- _提示文_
6-2、甲第3号証には、以下の記載がある。
コ: 「【請求項1】1○ゴム芯とそのゴム芯を覆うカバー組紐とで構成されるゴム芯入り組紐を希望の長さに切断する。
2○当社が混合して開発した300種類以上の混合液の中から上記ゴム芯入り組紐の素材に応じて最も接合に適した混合液を1種類もしくは素材によっては数種類選ぶ。
3○
(A)ゴム芯及び周囲の繊維に含まれる接着を阻害する有機物、繊維に含まれている静電気防止剤を排除し、脱脂作用をする
(B)多孔質であるゴムの孔部に浸透して極微の溶解作用を起こす
(C)ゴム芯とそのゴム芯を覆う繊維とを固定させる
(D)ゴム芯とそのゴム芯を覆う繊維に接着剤の媒介となる物質を浸透させる
(E)繊維の変色防止、接着剤の白化現象の防止
(F)接着剤のセットタイムを速める
2○で選ばれた混合液の作用として少なくとも上記の1つを有する混合液に、1○の切断したゴム組紐の両端を浸す。数種類の混合液を選んだ場合は素材に応じて浸す順序を設定する。
4○3○のゴム組紐を乾燥させた後、そのゴム組紐の両端をゴム芯が見える程度に、まっすぐに切り落とす。
5○次いで、両端の切断面の対応するゴム芯同志、ゴム芯を覆う繊維同志を接着剤によって接合する。
上記の工程をふまえてつくられる接合部に柔軟性を持たせ、つぎめをめだたなくした多目的実用バンドの製造方法。
【請求項2】請求項1の製造方法によってつくられた多目的実用バンドにおいて、接合部を洗浄し、接合部に柔軟性を持たせ、つぎめをめだたなくした多目的実用バンドの製造方法。
【請求項3】請求項1の製造方法によってつくられる多目的実用バンドにおいて、専用機械を用いて混合液を前記ゴム芯入り組紐にまんべんなくしみ込ませ乾燥させた後、希望の長さに切断し、両端部を切り落として接合し、次いで洗浄機にかけて製造される多目的実用バンドの製造方法。
【請求項4】請求項1乃至3の方法によって製造される多目的実用バンド。」(特許請求の範囲)
(合議体注: なお、「1○」は、○の中に数字「1」が記載された、いわゆる丸数字である。「2○」等についても同様である。)

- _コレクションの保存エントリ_

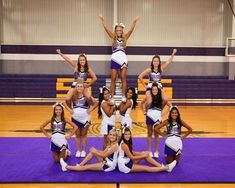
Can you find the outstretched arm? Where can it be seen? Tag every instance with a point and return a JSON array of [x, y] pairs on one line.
[[169, 61], [108, 31], [142, 75], [128, 34], [66, 58], [73, 130], [158, 128], [189, 130]]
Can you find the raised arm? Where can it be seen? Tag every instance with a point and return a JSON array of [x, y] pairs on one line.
[[128, 34], [108, 31], [189, 130], [170, 60], [42, 128], [73, 130], [108, 109], [93, 105], [66, 58], [142, 75]]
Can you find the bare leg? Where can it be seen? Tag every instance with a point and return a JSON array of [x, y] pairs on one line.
[[114, 73], [149, 137], [87, 158], [170, 158], [105, 138], [156, 137], [84, 137], [152, 161], [63, 154], [177, 158], [123, 78], [77, 138], [69, 96], [95, 167], [144, 168], [56, 157]]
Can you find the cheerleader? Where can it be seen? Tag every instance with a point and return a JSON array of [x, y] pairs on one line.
[[80, 111], [107, 158], [81, 71], [107, 111], [155, 72], [173, 135], [126, 107], [153, 110], [118, 58], [128, 159], [59, 144]]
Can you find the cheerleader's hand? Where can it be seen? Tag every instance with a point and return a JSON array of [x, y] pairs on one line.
[[92, 150], [49, 136], [67, 137], [101, 18], [88, 111]]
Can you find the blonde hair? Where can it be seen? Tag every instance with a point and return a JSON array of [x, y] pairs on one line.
[[115, 37]]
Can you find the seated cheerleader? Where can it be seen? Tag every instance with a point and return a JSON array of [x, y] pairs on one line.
[[173, 143], [106, 111], [59, 144], [81, 71], [126, 107], [80, 110], [128, 159], [107, 159]]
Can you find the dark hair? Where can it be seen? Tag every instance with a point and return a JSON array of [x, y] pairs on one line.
[[62, 115], [178, 119], [156, 99], [159, 65], [101, 98], [134, 96], [127, 142], [85, 66]]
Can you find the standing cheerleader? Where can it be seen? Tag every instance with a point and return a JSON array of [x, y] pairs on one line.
[[173, 135], [81, 71], [118, 58], [81, 108], [128, 159], [107, 158], [126, 107], [155, 72], [153, 110], [59, 144], [107, 111]]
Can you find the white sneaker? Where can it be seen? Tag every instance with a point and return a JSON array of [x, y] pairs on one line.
[[171, 166], [63, 164], [156, 154], [83, 154], [78, 154], [123, 99]]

- _取り組む課題_
- A) 提示文の請求項1では、乾燥させたゴム組紐の両端をどの程度まで切り落とすとされていますか？
- B) 提示文で「【請求項3】請求項1の製造方法によって」から始まる段落を、主な事実を保ったまま箇条書きにまとめてください。
- C) 提示文のうち、「コ: 「【請求項1】1○ゴム」で始まり「志を接着剤によって接合する。」で終わる部分を、一字も変えずに繰り返してください。

- _課題別の解答_
- A) ゴム芯が見える程度に、まっすぐに切り落とします。

- B)
- 対象：請求項1の製造方法でつくられる多目的実用バンド
- 専用機械で混合液をゴム芯入り組紐にまんべんなくしみ込ませ、乾燥させる
- 希望の長さに切断する
- 両端部を切り落として接合する
- 洗浄機にかけて製造する

- C)
コ: 「【請求項1】1○ゴム芯とそのゴム芯を覆うカバー組紐とで構成されるゴム芯入り組紐を希望の長さに切断する。
2○当社が混合して開発した300種類以上の混合液の中から上記ゴム芯入り組紐の素材に応じて最も接合に適した混合液を1種類もしくは素材によっては数種類選ぶ。
3○
(A)ゴム芯及び周囲の繊維に含まれる接着を阻害する有機物、繊維に含まれている静電気防止剤を排除し、脱脂作用をする
(B)多孔質であるゴムの孔部に浸透して極微の溶解作用を起こす
(C)ゴム芯とそのゴム芯を覆う繊維とを固定させる
(D)ゴム芯とそのゴム芯を覆う繊維に接着剤の媒介となる物質を浸透させる
(E)繊維の変色防止、接着剤の白化現象の防止
(F)接着剤のセットタイムを速める
2○で選ばれた混合液の作用として少なくとも上記の1つを有する混合液に、1○の切断したゴム組紐の両端を浸す。数種類の混合液を選んだ場合は素材に応じて浸す順序を設定する。
4○3○のゴム組紐を乾燥させた後、そのゴム組紐の両端をゴム芯が見える程度に、まっすぐに切り落とす。
5○次いで、両端の切断面の対応するゴム芯同志、ゴム芯を覆う繊維同志を接着剤によって接合する。